### [SOURCE PASSAGE]

BENGARULU (Reuters) - The Bank of Canada will hold interest rates at a record low of 0.25% until at least the end of next year as the economy reels from the coronavirus crisis, according to nearly every economist polled by Reuters.
Canadian provinces have started to slowly reopen after the coronavirus pandemic - which has infected about 88,000 people in Canada so far and killed nearly 7,000 - led to a near-halt in economic activity, likely dragging the country into its deepest recession on record.
All but one of 24 economists polled May 26-28 who provided forecasts through to the end of 2021 had the central bank holding its overnight rate at 0.25%, following a cumulative 150 basis points of cuts since the start of the outbreak.
“It will still be a few months before it becomes clear how the economy and housing market is coping, but the downside risks suggest that the bias is still likely to be toward further policy support,” said Stephen Brown, senior Canada economist at Capital Economics.
Most economists expect the BoC - which launched a quantitative easing program in March, buying up to C$10 billion of corporate bonds and C$50 billion of provincial bonds to support the economy - to expand its asset purchases further.

### [AVAILABLE DATA]
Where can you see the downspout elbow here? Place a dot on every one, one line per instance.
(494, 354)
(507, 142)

### [PROBLEM 1]
In the Bank of Canada report, what position does Stephen Brown hold?
### [PROBLEM 2]
Reproduce everything in the Bank of Canada report from "Canadian provinces have" down to "of the outbreak.".

### [OUTPUT 1]
He is senior Canada economist at Capital Economics.

### [OUTPUT 2]
Canadian provinces have started to slowly reopen after the coronavirus pandemic - which has infected about 88,000 people in Canada so far and killed nearly 7,000 - led to a near-halt in economic activity, likely dragging the country into its deepest recession on record.
All but one of 24 economists polled May 26-28 who provided forecasts through to the end of 2021 had the central bank holding its overnight rate at 0.25%, following a cumulative 150 basis points of cuts since the start of the outbreak.